■ Short exercise ■
Copy out every line of the records below word for word, omitting the pictures.

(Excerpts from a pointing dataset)
+++

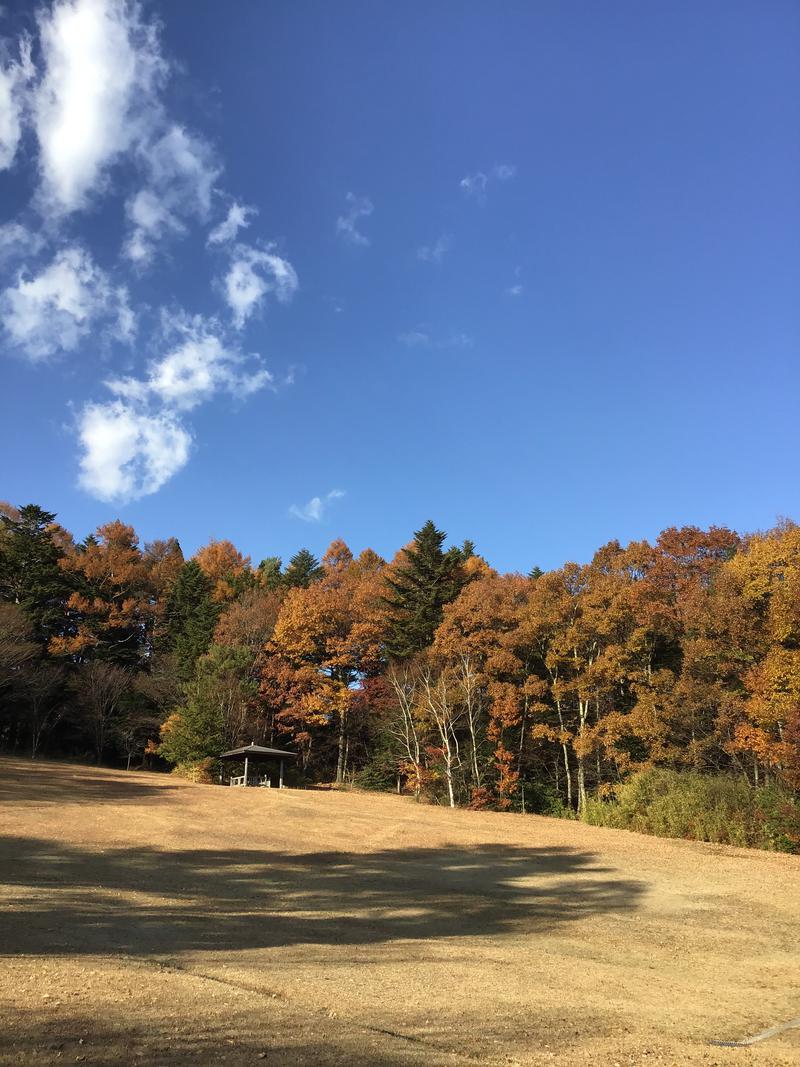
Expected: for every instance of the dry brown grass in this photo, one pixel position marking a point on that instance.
(152, 920)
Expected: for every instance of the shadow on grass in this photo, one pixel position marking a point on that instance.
(66, 900)
(40, 782)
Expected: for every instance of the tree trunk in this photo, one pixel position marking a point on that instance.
(341, 762)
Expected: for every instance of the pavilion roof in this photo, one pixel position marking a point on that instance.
(256, 750)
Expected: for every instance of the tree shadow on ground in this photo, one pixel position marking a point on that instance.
(51, 783)
(66, 900)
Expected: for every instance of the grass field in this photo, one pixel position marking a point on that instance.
(147, 920)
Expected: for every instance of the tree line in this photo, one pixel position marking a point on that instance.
(430, 673)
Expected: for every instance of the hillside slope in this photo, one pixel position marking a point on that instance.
(149, 920)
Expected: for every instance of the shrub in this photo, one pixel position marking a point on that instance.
(200, 770)
(717, 808)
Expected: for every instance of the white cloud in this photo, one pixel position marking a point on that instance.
(180, 175)
(97, 97)
(129, 452)
(475, 185)
(434, 253)
(415, 337)
(360, 207)
(422, 338)
(133, 444)
(54, 309)
(14, 77)
(314, 510)
(254, 273)
(17, 241)
(193, 370)
(238, 218)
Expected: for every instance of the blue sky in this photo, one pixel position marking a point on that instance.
(527, 269)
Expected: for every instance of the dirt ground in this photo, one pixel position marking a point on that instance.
(147, 920)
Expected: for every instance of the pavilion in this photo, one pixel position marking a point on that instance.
(254, 754)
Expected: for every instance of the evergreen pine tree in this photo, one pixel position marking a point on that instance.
(427, 579)
(30, 574)
(269, 574)
(303, 570)
(191, 618)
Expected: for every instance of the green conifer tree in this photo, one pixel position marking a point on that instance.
(303, 570)
(427, 579)
(191, 618)
(30, 574)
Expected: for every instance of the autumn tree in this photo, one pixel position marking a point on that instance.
(191, 616)
(326, 640)
(111, 612)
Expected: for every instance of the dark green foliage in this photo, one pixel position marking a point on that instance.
(191, 618)
(220, 693)
(428, 578)
(719, 808)
(30, 574)
(303, 570)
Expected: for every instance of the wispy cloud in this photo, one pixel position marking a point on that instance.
(53, 311)
(98, 96)
(95, 107)
(14, 78)
(516, 288)
(358, 207)
(476, 185)
(128, 451)
(434, 253)
(133, 444)
(181, 171)
(253, 274)
(421, 337)
(315, 509)
(238, 218)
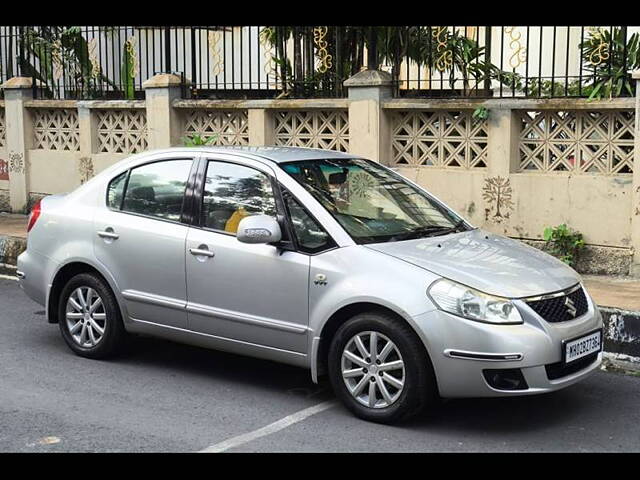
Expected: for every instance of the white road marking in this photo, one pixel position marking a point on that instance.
(269, 429)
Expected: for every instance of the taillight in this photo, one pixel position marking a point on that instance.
(33, 216)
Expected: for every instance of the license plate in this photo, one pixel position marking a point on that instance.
(583, 346)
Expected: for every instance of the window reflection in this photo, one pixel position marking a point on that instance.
(233, 192)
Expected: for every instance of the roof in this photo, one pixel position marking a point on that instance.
(277, 154)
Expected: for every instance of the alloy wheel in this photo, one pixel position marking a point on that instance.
(86, 317)
(372, 369)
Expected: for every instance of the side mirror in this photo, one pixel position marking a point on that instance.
(258, 229)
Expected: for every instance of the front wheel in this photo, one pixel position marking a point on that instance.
(89, 317)
(379, 368)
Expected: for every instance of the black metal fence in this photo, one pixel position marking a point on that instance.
(304, 61)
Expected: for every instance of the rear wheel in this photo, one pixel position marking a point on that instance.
(89, 317)
(379, 368)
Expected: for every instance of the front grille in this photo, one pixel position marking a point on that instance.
(559, 370)
(555, 309)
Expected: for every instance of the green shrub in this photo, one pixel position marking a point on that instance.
(198, 140)
(564, 243)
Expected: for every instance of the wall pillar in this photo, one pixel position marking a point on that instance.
(88, 126)
(635, 195)
(503, 132)
(19, 134)
(163, 121)
(369, 127)
(261, 127)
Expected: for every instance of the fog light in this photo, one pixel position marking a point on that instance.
(505, 379)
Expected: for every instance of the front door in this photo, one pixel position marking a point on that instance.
(140, 240)
(251, 293)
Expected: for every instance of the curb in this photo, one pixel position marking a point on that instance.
(621, 331)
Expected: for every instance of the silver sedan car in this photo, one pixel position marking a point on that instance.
(314, 258)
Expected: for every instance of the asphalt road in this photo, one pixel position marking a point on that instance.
(162, 396)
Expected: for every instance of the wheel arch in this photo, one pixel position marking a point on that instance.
(63, 275)
(320, 351)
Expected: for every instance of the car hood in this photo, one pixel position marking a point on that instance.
(487, 262)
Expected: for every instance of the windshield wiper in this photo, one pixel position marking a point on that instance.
(429, 231)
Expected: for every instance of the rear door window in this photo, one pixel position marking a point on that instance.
(157, 189)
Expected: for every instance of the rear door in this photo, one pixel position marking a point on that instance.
(140, 238)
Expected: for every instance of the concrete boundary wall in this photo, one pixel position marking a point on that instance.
(530, 164)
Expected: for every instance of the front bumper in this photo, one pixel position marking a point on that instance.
(529, 347)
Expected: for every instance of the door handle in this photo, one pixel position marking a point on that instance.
(201, 251)
(108, 234)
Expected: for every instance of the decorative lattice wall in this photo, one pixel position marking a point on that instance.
(438, 138)
(328, 129)
(3, 129)
(577, 141)
(227, 127)
(56, 129)
(122, 130)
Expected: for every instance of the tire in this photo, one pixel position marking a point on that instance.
(419, 388)
(106, 315)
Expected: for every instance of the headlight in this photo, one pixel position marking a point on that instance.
(469, 303)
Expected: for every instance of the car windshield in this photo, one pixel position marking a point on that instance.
(373, 203)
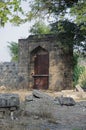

+++

■ Solved exercise ■
Expected: for every instance of the dry brown grass in this photo, one pixel position marking a point on that instance.
(152, 920)
Expected: for every instance of the shadow on grass in this photo, one pixel position marking a point on that instance.
(66, 900)
(40, 782)
Expected: for every instance of the tree trunk in this photo, one pixel position marking a point on that instance.
(341, 762)
Expected: for every instance of the pavilion roof in this photo, one pixel position marking a point on that instance.
(256, 750)
Expected: for every instance of the tree shadow on ground in this photo, one pixel position marking a point on that instance.
(51, 783)
(66, 900)
Expected: for every instance of the grass field in this photo, one pixel position marking a point on that instance.
(147, 920)
Expected: for every instance of the tree line in this photo, one pixel position marking a point on that instance.
(430, 673)
Expected: for every instance of the hillside slope in this photo, one pixel position marking a point on that instance.
(149, 920)
Expected: for every instance of the shrub in this photo, one pixel position marking a point on that instance.
(200, 770)
(717, 808)
Expected: for every instance of the white cloud in this photo, one pixel position marking a point on that instance.
(180, 175)
(97, 97)
(129, 452)
(475, 185)
(434, 253)
(415, 337)
(360, 207)
(422, 338)
(133, 444)
(54, 309)
(14, 77)
(314, 510)
(254, 273)
(17, 241)
(193, 370)
(238, 218)
Expected: for every instance of the blue sky in this photo, one pixel position marking a point on that instance.
(527, 269)
Expected: for every instance of the dirt ground in this photo, one pixel position marking a point on that instance.
(147, 920)
Expected: for every instance of the pavilion in this photo, one pixel position marking a point on that instance.
(254, 754)
Expected: for every instance of the evergreen pine tree in this photo, one pixel position marking a point on that instance.
(427, 579)
(30, 574)
(269, 574)
(303, 570)
(191, 618)
Expected: for every instance of the green conifer tree in this photo, one pixel position marking a point on that instance.
(303, 570)
(427, 579)
(191, 618)
(30, 574)
Expected: for every instance of the autumn tree in this photo, one pixel position marking a point on that instance.
(191, 616)
(326, 640)
(111, 612)
Expected: for every instance of the dark green foliage in this photo, one pixel position marking a point on that instance.
(191, 618)
(220, 693)
(428, 578)
(719, 808)
(30, 574)
(303, 570)
Expected: for every instance of the wispy cloud in this photo, one pixel position marking a point on that instance.
(53, 311)
(98, 96)
(95, 107)
(14, 78)
(516, 288)
(358, 207)
(476, 185)
(128, 451)
(434, 253)
(133, 444)
(181, 171)
(253, 274)
(421, 337)
(315, 509)
(238, 218)
Expected: for every instance of the white road marking in this photo, one pixel position marking a point on that instance.
(269, 429)
Expected: for every instance of the taillight in this photo, one pixel position marking a point on that instance.
(33, 216)
Expected: for every instance of the license plate in this photo, one pixel position marking a point on that instance.
(583, 346)
Expected: for every instance of the window reflection in this photo, one pixel position marking a point on that instance.
(233, 192)
Expected: for every instance of the roof in this photo, one pixel position marking a point on that instance.
(277, 154)
Expected: for every instance of the alloy wheel in this photo, one pixel position marking a point on that instance.
(86, 317)
(372, 369)
Expected: for every instance of the side mirror in this photo, one pixel position marking a point on that instance.
(258, 229)
Expected: for every instance of the front wheel in this photo, one pixel position marking a point on that instance.
(89, 317)
(379, 368)
Expected: for every instance of the black metal fence in this photo, one pixel position marking a point on that instance.
(304, 61)
Expected: for every instance of the rear wheel in this photo, one pixel position marking a point on that instance.
(89, 317)
(379, 368)
Expected: for every instance of the front grille in this photo, one pixel position marking a point on that instance.
(559, 370)
(555, 309)
Expected: for every instance of the green shrub in this photo, one pixel position marking a point on that instance.
(198, 140)
(564, 243)
Expected: for every instance of the wall pillar in this photo, one pixel position marking a point on that instance.
(88, 126)
(635, 195)
(503, 132)
(19, 134)
(163, 121)
(369, 127)
(261, 127)
Expected: for every instance of the fog light in this photo, one pixel position marking a point on that instance.
(505, 379)
Expected: for every instance of the front door in this photo, one pixel position marking a point on that instance.
(140, 240)
(251, 293)
Expected: for every instance of the curb in this photo, one pixel position marking a point on that instance.
(621, 331)
Expected: for every instance of the silver sedan car in this photo, one pixel position marking a point on that instance.
(314, 258)
Expected: for every instance of the asphalt road in this photo, one pixel position marking a point on that instance.
(162, 396)
Expected: for every instance of the wheel arch in this photo, one pixel position marking a point on that instance.
(63, 275)
(320, 351)
Expected: for every instance of the car hood in this photo, one pixel position marking a point on that instance.
(487, 262)
Expected: for every instance of the windshield wiper in this photo, one pixel position marking a point on that instance.
(429, 231)
Expected: for every instance of the rear door window in this photo, one pixel position marking a point on that instance.
(157, 189)
Expected: for every instance of the rear door in this photo, one pixel position marking a point on that instance.
(140, 238)
Expected: for every instance of the concrete boundary wall in this photo, one pixel position marking a point on that instance.
(530, 164)
Expected: for every instance of the front bumper in this photo, one pixel position marking a point on that instance.
(529, 347)
Expected: for every instance of the door handle in this photo, one pixel position marking a point on that instance.
(201, 251)
(108, 234)
Expected: for every instance of the decorative lattice wall in this photo, one pixel position marking a point on that instance.
(438, 138)
(328, 129)
(3, 129)
(577, 141)
(227, 127)
(56, 129)
(122, 130)
Expected: for every instance of the tire in this photo, one pixel position marking a point on that instance.
(419, 388)
(106, 315)
Expected: for every instance of the headlight in this photo, one pixel position marking a point on that instance.
(469, 303)
Expected: for every instance of the car windshield in this photo, one pixel position marking a point on that instance.
(373, 203)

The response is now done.